--- YOUR ASSIGNMENT ---
For each statement marked 1., 2. and 3., say yes or no to whether it agrees with the broad beans post below, and quote the words of the post that decide it.
1. All of the beans became ready at the same time.
2. After the bean flowers fade, the embryonic pods stand up vertically.
3. Old, over-mature pods are the best ones to pick.

--- DOCUMENT TEXT ---
Tuesday, 12 July 2011

Broad Beans

My Broad Beans are at the height of their season. I can never afford to devote as much space as I would like to growing these beans, but I always want to grow a few of them, come what may, because home-grown ones are just so much nicer than shop-bought ones. They are absolutely delicious!

More as a result of luck than judgement I have managed to get beans coming on at different times, rather than all at once. Some of them are ready for picking.

While others are still flowering.

When the bean flowers fade, the embryonic pods stand up vertically.

As they mature, the pods gradually change their posture to a downwards-pointing one

When ready for picking, the pods should be nicely-filled. You should be able to see and feel the individual beans inside the pod. Pick them when they are young and tender. Old, over-mature ones are tough and leathery.

There are generally something between 6 and 10 beans per pod.

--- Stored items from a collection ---
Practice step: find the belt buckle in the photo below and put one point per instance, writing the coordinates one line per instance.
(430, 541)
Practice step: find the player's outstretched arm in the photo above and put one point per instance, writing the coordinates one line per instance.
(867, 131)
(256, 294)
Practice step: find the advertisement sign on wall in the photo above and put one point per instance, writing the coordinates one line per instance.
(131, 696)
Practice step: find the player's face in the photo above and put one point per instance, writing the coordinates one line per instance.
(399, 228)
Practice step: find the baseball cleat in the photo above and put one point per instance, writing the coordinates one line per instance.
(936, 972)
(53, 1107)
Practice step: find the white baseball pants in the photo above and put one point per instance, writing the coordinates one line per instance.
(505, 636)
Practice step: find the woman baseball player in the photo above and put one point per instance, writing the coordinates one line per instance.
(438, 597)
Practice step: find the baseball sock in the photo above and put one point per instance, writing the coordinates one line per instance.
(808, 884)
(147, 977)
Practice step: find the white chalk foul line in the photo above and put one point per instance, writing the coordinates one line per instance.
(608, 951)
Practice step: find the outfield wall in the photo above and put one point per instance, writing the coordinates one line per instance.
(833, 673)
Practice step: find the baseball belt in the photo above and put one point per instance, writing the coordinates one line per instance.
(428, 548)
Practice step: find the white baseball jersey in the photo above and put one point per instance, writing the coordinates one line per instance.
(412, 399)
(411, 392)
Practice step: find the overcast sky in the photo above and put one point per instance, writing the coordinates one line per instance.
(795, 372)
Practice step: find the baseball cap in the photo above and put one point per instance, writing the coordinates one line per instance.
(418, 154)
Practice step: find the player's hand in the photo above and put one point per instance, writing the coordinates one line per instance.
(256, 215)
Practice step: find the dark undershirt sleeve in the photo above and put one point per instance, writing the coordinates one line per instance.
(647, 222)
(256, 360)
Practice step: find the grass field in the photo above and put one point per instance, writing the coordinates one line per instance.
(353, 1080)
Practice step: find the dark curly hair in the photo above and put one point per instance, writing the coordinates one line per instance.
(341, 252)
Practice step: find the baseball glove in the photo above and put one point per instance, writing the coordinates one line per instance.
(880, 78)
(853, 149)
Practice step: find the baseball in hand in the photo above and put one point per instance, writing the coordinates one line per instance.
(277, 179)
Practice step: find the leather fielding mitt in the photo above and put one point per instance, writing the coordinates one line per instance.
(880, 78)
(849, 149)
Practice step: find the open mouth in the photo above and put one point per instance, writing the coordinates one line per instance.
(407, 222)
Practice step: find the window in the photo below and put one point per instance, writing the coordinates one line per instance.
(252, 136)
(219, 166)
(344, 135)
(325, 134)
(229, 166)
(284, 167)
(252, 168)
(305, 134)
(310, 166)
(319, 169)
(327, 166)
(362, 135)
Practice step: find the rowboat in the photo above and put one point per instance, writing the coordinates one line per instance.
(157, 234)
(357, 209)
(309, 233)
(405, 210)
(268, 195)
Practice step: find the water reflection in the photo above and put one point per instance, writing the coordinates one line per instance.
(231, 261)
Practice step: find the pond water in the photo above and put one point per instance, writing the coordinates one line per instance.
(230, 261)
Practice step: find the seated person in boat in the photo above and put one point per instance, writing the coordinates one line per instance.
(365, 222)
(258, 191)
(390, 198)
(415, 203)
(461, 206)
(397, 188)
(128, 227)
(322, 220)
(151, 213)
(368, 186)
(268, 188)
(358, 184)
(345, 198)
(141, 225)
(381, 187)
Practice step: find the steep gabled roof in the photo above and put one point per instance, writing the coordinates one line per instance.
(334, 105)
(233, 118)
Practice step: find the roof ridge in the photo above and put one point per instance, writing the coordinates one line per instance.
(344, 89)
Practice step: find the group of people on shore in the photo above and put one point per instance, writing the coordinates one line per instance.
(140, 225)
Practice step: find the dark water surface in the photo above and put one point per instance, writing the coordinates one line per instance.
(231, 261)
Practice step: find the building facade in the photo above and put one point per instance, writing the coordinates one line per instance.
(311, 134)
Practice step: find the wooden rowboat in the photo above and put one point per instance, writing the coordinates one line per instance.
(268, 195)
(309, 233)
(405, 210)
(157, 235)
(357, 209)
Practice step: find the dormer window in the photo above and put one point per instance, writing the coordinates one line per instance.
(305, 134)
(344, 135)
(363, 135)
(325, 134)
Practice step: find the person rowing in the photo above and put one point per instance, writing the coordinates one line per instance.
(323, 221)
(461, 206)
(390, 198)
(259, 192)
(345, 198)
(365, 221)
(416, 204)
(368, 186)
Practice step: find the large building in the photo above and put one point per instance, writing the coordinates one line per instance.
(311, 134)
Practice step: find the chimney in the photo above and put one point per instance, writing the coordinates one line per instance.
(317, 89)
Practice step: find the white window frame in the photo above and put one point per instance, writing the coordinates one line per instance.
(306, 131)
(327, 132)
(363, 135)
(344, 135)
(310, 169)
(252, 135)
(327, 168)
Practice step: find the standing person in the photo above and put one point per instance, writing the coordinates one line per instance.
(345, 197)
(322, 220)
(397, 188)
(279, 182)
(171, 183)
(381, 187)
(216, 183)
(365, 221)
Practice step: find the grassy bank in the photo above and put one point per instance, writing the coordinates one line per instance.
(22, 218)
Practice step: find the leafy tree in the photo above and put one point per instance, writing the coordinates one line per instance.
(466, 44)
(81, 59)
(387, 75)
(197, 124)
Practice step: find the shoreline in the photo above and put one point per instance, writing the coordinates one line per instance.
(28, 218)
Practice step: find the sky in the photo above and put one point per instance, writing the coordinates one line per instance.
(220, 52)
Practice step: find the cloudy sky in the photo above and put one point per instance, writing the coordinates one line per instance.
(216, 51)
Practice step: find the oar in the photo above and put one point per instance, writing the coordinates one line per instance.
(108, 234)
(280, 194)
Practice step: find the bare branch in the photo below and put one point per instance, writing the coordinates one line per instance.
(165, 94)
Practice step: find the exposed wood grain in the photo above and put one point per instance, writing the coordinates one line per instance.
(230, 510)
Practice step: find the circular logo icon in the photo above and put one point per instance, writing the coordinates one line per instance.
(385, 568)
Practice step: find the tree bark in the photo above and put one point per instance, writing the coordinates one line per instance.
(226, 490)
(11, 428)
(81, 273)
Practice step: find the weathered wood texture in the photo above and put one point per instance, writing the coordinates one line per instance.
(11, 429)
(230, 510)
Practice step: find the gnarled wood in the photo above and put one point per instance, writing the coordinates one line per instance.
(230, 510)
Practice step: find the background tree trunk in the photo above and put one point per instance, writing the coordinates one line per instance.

--- RESULT FOR THIS TASK ---
1. No: "I have managed to get beans coming on at different times, rather than all at once."
2. Yes: "When the bean flowers fade, the embryonic pods stand up vertically."
3. No: "Old, over-mature ones are tough and leathery."